### SET TASK
Reproduce all the lines below exactly and omit the images.

### RECORDS FOR THE EXERCISE
[START]

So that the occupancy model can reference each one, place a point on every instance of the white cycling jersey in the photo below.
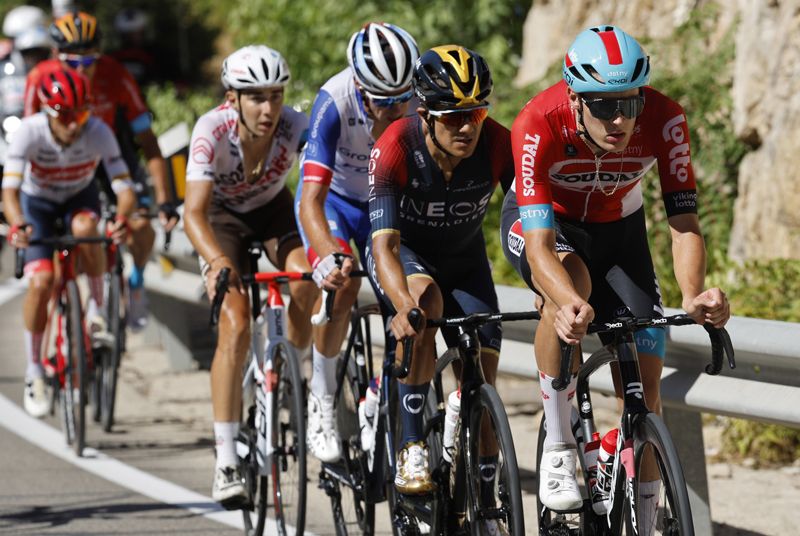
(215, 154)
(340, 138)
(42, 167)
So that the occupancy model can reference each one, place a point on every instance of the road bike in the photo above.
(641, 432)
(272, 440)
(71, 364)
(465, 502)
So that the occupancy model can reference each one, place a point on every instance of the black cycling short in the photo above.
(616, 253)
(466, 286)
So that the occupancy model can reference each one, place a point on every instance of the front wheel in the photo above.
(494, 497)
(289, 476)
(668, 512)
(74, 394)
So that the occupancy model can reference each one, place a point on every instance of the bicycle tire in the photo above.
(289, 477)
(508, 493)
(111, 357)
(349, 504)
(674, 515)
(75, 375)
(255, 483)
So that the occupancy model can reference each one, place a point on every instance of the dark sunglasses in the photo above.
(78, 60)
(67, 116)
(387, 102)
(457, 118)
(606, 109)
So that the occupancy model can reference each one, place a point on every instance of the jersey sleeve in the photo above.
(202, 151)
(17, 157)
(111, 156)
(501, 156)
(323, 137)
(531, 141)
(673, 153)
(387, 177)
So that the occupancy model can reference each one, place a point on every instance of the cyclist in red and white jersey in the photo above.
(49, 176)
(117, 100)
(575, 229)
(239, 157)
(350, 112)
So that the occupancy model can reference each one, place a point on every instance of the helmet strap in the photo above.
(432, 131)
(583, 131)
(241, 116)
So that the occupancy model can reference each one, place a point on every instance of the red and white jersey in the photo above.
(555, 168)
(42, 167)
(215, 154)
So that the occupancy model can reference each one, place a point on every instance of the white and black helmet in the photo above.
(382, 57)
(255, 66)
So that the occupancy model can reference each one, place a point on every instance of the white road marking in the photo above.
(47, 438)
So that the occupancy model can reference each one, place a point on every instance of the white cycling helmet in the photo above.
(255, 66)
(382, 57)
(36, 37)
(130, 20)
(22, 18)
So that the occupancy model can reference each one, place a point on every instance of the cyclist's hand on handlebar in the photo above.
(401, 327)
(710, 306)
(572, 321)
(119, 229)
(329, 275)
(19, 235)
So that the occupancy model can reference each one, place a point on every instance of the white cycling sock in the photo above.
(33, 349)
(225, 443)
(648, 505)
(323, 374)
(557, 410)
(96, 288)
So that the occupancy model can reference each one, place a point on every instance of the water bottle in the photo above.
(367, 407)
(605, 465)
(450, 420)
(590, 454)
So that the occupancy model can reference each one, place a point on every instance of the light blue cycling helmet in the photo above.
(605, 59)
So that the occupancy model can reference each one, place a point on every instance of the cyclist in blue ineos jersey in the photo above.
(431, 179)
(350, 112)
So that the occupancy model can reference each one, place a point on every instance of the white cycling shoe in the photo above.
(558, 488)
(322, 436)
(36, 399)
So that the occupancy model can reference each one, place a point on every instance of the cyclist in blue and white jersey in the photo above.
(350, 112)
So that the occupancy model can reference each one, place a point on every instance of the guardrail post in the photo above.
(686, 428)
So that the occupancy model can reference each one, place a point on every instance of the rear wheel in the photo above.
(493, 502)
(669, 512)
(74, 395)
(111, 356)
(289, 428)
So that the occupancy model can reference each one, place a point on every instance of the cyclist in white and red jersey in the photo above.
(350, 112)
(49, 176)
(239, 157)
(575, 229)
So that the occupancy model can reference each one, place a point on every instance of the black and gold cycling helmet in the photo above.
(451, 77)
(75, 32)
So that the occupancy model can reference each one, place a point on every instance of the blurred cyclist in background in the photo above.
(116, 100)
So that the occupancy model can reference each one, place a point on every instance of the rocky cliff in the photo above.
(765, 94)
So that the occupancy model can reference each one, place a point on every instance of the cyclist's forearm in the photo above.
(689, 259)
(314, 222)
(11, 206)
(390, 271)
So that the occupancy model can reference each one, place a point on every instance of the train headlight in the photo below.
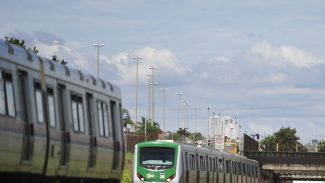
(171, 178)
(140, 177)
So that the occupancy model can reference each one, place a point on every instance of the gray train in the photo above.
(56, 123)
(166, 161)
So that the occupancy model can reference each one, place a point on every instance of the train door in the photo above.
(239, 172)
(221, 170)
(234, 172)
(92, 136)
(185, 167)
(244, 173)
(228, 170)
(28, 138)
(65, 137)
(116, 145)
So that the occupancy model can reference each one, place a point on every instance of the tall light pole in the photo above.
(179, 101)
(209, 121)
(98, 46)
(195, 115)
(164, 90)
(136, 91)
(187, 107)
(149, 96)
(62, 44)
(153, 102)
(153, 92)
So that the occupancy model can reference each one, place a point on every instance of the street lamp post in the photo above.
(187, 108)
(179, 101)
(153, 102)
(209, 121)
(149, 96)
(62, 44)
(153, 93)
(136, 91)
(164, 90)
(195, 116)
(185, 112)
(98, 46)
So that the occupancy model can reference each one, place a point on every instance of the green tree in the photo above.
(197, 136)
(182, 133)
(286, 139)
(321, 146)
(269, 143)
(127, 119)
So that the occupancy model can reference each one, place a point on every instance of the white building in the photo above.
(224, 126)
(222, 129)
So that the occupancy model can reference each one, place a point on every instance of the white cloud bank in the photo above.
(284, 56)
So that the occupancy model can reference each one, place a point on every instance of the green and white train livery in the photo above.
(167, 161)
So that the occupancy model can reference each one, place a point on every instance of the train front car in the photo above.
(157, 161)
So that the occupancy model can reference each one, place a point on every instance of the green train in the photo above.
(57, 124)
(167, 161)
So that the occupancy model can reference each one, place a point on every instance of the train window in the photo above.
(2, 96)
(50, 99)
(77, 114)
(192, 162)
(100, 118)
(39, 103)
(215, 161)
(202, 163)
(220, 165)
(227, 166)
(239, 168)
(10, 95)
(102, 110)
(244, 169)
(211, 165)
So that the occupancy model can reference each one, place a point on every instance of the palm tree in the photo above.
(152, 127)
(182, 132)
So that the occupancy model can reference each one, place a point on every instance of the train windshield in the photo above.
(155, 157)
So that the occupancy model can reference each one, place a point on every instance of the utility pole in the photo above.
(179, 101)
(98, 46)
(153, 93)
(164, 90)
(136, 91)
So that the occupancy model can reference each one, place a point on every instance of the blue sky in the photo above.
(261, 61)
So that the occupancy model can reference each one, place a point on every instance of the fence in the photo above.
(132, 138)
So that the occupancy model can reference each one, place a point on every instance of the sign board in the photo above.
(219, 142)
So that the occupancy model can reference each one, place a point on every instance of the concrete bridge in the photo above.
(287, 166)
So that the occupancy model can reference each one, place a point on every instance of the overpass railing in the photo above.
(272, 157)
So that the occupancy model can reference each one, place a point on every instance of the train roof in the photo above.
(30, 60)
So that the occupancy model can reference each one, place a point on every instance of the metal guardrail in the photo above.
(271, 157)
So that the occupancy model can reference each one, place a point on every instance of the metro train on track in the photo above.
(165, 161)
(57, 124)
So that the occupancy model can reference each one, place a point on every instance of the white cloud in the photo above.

[END]

### TASK RESPONSE
So that the occupancy model can reference each one, place a point on every instance of the white cycling jersey in the photo below.
(215, 154)
(340, 138)
(42, 167)
So that the occupancy model can reference each one, place a point on every instance of the road bike in the photo above.
(641, 432)
(272, 440)
(71, 364)
(465, 502)
So that the occupancy model can reference each one, place a point on every instance of the black cycling short in the photo above.
(616, 253)
(466, 286)
So that the occupancy model can reference each one, place a point on every instance of the front wheel in the photo above.
(494, 497)
(289, 476)
(668, 512)
(74, 394)
So that the occupancy model can reference each one, place a point on every instance of the bicycle tire in the photo above.
(289, 477)
(508, 493)
(111, 357)
(349, 504)
(674, 515)
(75, 375)
(255, 483)
So that the occupancy model can reference each one, place a point on every instance of the dark sunglasses in the photo above.
(78, 60)
(67, 116)
(387, 102)
(457, 118)
(606, 109)
So that the occupancy model can reference each one, place a point on every instance of the jersey sleeve in the photo above.
(202, 151)
(17, 157)
(111, 156)
(501, 156)
(323, 137)
(531, 141)
(673, 153)
(387, 177)
So that the occupancy model can reference each one, place a point on every instance of the cyclist in red and white jersey in the photo above.
(49, 176)
(117, 100)
(575, 229)
(239, 157)
(350, 112)
So that the occupancy model can reference each one, place a point on every instance of the helmet strap in the photo above.
(432, 131)
(583, 131)
(241, 116)
So that the occupancy model can reference each one, place a point on every instance of the red and white jersey in the photo above.
(555, 168)
(42, 167)
(215, 154)
So that the occupancy model can reference each one, place a point on every instance of the white and black helmet in the photo above.
(382, 57)
(255, 66)
So that the occupancy model can reference each one, place a point on every instance of the white road marking in the photo above.
(47, 438)
So that the occupancy model can reference each one, place a point on every instance of the white cycling helmet in the photo above.
(255, 66)
(382, 57)
(36, 37)
(130, 20)
(22, 18)
So that the occupancy model can reference each one, place a point on every instance of the cyclist's hand on handlebar in the photo above.
(401, 327)
(710, 306)
(572, 321)
(119, 229)
(329, 275)
(19, 235)
So that the occupancy model can reference each one, place a point on every instance of the white cycling sock in the photo above.
(33, 349)
(225, 443)
(648, 505)
(323, 374)
(557, 410)
(96, 288)
So that the occupancy model can reference each one, place a point on every instance of the water bottle in the photo above.
(367, 407)
(605, 465)
(450, 420)
(590, 454)
So that the occupancy model can reference each one, place a point on every instance of the light blue cycling helmet in the photo above.
(605, 59)
So that the occupancy model can reference each one, place a point on every instance of the cyclist in blue ineos jersey in the photo above.
(431, 179)
(350, 112)
So that the occupancy model can reference each one, place a point on every instance of the white cycling shoe in the photo above.
(558, 488)
(322, 436)
(36, 399)
So that the occupancy model can reference each one, place a point on every instance of the cyclist in blue and white jersey in the photo above.
(350, 112)
So that the occupancy model can reference each one, place a point on every instance of the guardrail post in the photo above.
(686, 428)
So that the occupancy model can reference each one, place a point on every instance of the rear wheel in the photo above.
(493, 502)
(669, 512)
(74, 395)
(111, 356)
(289, 428)
So that the occupancy model can reference each one, place a point on every instance of the cyclist in white and red jersey in the photo above.
(350, 112)
(49, 176)
(239, 157)
(575, 229)
So that the occupancy model can reference each one, place a point on every instance of the black and gold cycling helmet in the photo above.
(451, 77)
(75, 32)
So that the occupancy model can reference each one, place a point on every instance of the blurred cyclist in background in the photo above.
(116, 100)
So that the occupancy model can reference each one, place a point on every instance of the rocky cliff in the photo above.
(765, 94)
So that the occupancy model can reference each one, place a point on every instance of the cyclist's forearm in the photo above.
(689, 259)
(314, 222)
(11, 206)
(390, 271)
So that the occupancy model can reference each one, place a point on every instance of the train headlight in the photo below.
(171, 178)
(140, 177)
So that the occupancy model can reference each one, place a point on every instance of the gray train in the photo above.
(56, 123)
(166, 161)
So that the occupancy model can reference each one, place a point on every instance of the train door in the photo above.
(239, 172)
(221, 170)
(234, 172)
(92, 136)
(185, 167)
(244, 173)
(228, 170)
(28, 138)
(65, 137)
(116, 145)
So that the occupancy model can reference each one, place a point on every instance of the tall light pole in the photo above.
(179, 101)
(209, 121)
(98, 46)
(195, 115)
(164, 90)
(136, 91)
(187, 107)
(149, 96)
(62, 44)
(153, 102)
(153, 92)
So that the occupancy model can reference each one, place a point on every instance of the street lamp post in the photo above.
(187, 108)
(179, 101)
(153, 102)
(209, 121)
(149, 96)
(62, 44)
(153, 93)
(136, 91)
(164, 90)
(195, 116)
(185, 112)
(98, 46)
So that the occupancy model can reference each one, place a point on every instance of the green tree in the photo above.
(197, 136)
(182, 133)
(286, 139)
(321, 146)
(269, 143)
(127, 119)
So that the occupancy model can reference each one, place a point on every instance of the white building in the photo above.
(224, 126)
(222, 129)
So that the occupancy model can reference each one, place a point on every instance of the white cloud bank in the photo above.
(284, 56)
So that the occupancy model can reference each one, place a point on every instance of the green and white train livery in the photo above.
(167, 161)
So that the occupancy model can reference each one, place a point on every instance of the train front car in the photo above.
(157, 161)
So that the occupancy model can reference each one, place a point on every instance of the green train in the photo above.
(57, 124)
(167, 161)
So that the occupancy model can reference each one, place a point on every instance of the train window in the photo above.
(2, 96)
(50, 99)
(77, 114)
(192, 162)
(100, 118)
(39, 103)
(215, 161)
(202, 163)
(220, 165)
(227, 166)
(239, 168)
(10, 95)
(102, 110)
(244, 169)
(211, 165)
So that the occupancy model can reference each one, place a point on every instance of the palm tree in the photo above.
(152, 127)
(182, 132)
So that the occupancy model can reference each one, place a point on every instance of the train windshield in the photo above.
(155, 157)
So that the occupancy model can reference each one, place a point on every instance of the utility pole in the photo above.
(179, 101)
(98, 46)
(153, 93)
(164, 90)
(136, 91)
So that the occupancy model can reference each one, place a point on every instance of the blue sky in the photo above.
(261, 61)
So that the occupancy model can reference each one, place a point on every instance of the fence in the photo above.
(132, 138)
So that the occupancy model can reference each one, place a point on every instance of the sign board in the photo above.
(219, 142)
So that the occupancy model can reference each one, place a point on every instance of the concrete bridge in the photo above.
(287, 166)
So that the occupancy model can reference each one, place a point on every instance of the overpass railing in the photo above.
(272, 157)
So that the occupancy model can reference each one, place a point on every instance of the train roof in the photo above.
(30, 60)
So that the occupancy model can reference each one, place a point on every instance of the metal guardrail in the photo above.
(271, 157)
So that the occupancy model can reference each one, place a point on every instance of the metro train on track in the photo above.
(165, 161)
(57, 124)
So that the occupancy model can reference each one, place a point on every instance of the white cloud in the photo above.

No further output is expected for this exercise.